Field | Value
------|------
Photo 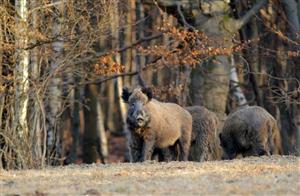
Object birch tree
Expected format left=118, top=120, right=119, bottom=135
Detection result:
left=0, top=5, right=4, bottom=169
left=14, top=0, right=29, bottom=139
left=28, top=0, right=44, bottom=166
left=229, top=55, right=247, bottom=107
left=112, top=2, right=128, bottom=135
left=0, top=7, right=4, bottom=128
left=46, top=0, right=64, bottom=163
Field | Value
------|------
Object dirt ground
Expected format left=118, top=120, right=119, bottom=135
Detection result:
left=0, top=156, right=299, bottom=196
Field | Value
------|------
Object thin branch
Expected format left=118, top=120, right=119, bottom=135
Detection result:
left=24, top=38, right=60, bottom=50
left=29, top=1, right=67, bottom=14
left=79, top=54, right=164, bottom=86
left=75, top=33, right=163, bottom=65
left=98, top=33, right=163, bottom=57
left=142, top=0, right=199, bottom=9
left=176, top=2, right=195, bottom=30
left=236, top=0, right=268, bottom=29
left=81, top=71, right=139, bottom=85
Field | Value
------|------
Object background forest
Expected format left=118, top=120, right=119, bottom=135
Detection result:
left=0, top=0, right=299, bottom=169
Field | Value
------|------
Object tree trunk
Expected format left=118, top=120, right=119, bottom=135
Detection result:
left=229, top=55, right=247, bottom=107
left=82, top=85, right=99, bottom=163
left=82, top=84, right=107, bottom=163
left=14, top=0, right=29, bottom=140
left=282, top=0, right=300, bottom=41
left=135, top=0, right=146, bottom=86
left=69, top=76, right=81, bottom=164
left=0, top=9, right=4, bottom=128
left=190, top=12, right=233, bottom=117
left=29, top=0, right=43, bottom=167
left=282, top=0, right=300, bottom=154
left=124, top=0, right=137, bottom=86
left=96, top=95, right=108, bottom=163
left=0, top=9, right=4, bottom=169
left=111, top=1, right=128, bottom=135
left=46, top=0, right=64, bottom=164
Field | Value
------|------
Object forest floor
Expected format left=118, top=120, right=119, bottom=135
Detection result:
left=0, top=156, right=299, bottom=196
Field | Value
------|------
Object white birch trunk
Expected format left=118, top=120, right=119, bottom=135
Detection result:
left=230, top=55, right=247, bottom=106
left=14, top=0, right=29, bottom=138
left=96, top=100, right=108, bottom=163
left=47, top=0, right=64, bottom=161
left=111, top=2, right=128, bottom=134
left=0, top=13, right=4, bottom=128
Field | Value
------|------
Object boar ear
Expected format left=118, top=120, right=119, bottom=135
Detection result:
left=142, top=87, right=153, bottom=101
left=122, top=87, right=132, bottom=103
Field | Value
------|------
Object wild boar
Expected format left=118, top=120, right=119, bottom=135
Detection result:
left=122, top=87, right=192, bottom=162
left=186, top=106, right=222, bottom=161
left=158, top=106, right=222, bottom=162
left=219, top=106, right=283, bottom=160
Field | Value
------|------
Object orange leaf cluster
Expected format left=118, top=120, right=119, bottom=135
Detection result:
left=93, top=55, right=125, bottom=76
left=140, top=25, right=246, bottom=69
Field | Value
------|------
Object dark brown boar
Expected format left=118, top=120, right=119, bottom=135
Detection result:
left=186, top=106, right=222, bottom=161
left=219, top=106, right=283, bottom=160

*****

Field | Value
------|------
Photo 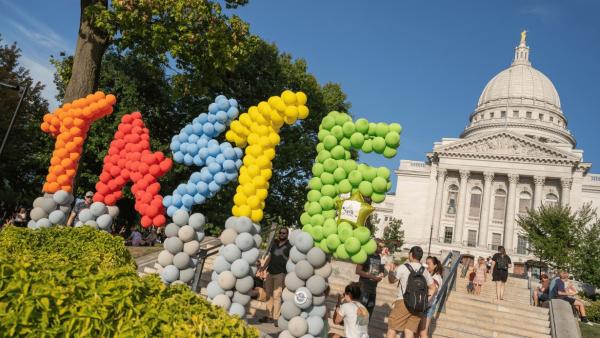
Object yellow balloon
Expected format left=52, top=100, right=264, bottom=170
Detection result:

*****

#### WHAT YOU WILL DO
Show all lines in the records above that hold "trunk".

#### WRITTEN SOLUTION
Object tree trunk
Object white birch trunk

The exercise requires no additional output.